- SOURCE TEXT:
::::::

Six-Pack With Jonathan Shikes
Beer Historian Sits Down For A Few Cold Ones
Interview with GPHN Editor Cara DeGette
Greater Park Hill News: Did you write Denver Beer: A History of Mile High Brewing from your Park Hill home office?
Jonathan Shikes: I was an editor for Westword for 13 years (I also wrote about beer). When I left, I continued to freelance beer stories to Westword and other publications. This was my first book and it took two years to write from my home office in Park Hill (it was only supposed to take me six months!). It’s available online at Tattered Cover, BookBar, Barnes and Noble, etc. I also sell and ship inscribed copies to people who contact me on social media.
GPHN: Describe an amusing anecdote involving beer and Denver and history from your book (bonus if it involves anything about Park Hill).
JS: When I interviewed Park Hill’s John Hickenlooper, he was still governor. I tried to bring him a six-pack at the Capitol, but it caused a huge security kerfuffle! They eventually let me bring it in, but then the governor canceled on me. We eventually were able to meet up, but I don’t know if he ever got the beer.
GPHN: What’s your favorite/most memorable brew at the following Park Hill breweries:
Station 26: Juicy Banger IPA is the perfect mix of old and new hops.
Long Table: Dunkel hits the right note between malty and dry.
Fiction: Sour slushies are fun, unusual and refreshing.
GPHN: How is this book different than the other Colorado beer books that have hit the market in recent years?
JS: Most local beer books are guides to the breweries themselves. Denver Beer is the first to delve not just into modern craft-beer history, but to take readers all the way back to Denver’s founding and tie all of that history together.
GPHN: What beer do you recommend people drink at home, in the pandemic, when hanging out in a brewery is tough?
JS: Every local brewery is selling just about everything they make in cans or crowlers-to-go, so you can really find just about any style you want and pick it up curbside or have it delivered.
We are now entering Oktoberfest season, so traditional Marzen beers are a favorite in the fall.
GPHN: Publishing your first book just as a pandemic hit must have been rough – book signings canceled, etc. What’s the plan for promoting/selling the book now?
JS: All of my publicity events were canceled since the book came out on March 2.
I am working on an online event with the DPL’s Sam Gary Branch (DPL has six copies to check out) and I hope to restart some promotional activity in the right situations, when it is safe.
I’d like to drop off more books at Little Free Libraries in Congress Park, Montclair/Mayfair, Central Park, Whittier and Capitol Hill.

::::::

- Items from a collection:
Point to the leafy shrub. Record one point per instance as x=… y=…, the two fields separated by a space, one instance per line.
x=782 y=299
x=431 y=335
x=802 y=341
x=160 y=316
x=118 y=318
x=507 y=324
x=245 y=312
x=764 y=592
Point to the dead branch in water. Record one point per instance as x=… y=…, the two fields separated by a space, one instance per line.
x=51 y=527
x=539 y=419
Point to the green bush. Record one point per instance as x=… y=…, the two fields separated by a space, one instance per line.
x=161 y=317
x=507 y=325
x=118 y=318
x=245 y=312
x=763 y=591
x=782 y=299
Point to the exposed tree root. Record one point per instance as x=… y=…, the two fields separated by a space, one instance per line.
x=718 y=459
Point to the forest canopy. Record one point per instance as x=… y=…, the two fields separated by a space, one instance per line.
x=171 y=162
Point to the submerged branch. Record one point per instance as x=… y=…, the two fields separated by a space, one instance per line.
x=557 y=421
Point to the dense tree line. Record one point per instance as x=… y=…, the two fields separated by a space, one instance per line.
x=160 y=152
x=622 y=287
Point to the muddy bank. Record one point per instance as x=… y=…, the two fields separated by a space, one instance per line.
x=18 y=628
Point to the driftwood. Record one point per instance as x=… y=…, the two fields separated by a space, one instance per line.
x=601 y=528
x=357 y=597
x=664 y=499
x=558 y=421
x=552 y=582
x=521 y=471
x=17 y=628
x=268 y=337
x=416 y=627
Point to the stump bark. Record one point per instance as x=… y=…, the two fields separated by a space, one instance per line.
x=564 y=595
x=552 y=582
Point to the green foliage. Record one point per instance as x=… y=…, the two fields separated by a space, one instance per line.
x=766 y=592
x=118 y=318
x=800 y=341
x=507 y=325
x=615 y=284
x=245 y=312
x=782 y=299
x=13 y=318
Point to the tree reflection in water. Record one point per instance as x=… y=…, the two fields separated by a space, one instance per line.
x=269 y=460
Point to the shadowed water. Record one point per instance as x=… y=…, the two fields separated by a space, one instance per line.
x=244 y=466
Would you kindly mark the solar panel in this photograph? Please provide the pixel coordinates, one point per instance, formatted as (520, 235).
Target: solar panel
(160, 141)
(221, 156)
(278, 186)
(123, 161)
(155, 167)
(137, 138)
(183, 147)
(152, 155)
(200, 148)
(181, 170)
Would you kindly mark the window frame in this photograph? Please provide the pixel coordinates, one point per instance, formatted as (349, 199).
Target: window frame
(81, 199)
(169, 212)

::::::

- TO DO:
1. List the neighborhoods where the interview says Jonathan Shikes would like to drop off more books at Little Free Libraries.
2. According to the interview, how long did it take Jonathan Shikes to write his first book?
The items have nothing to do with these tasks.

- SOLUTION LIST:
1.
Congress Park
Montclair/Mayfair
Central Park
Whittier
Capitol Hill

2. Two years.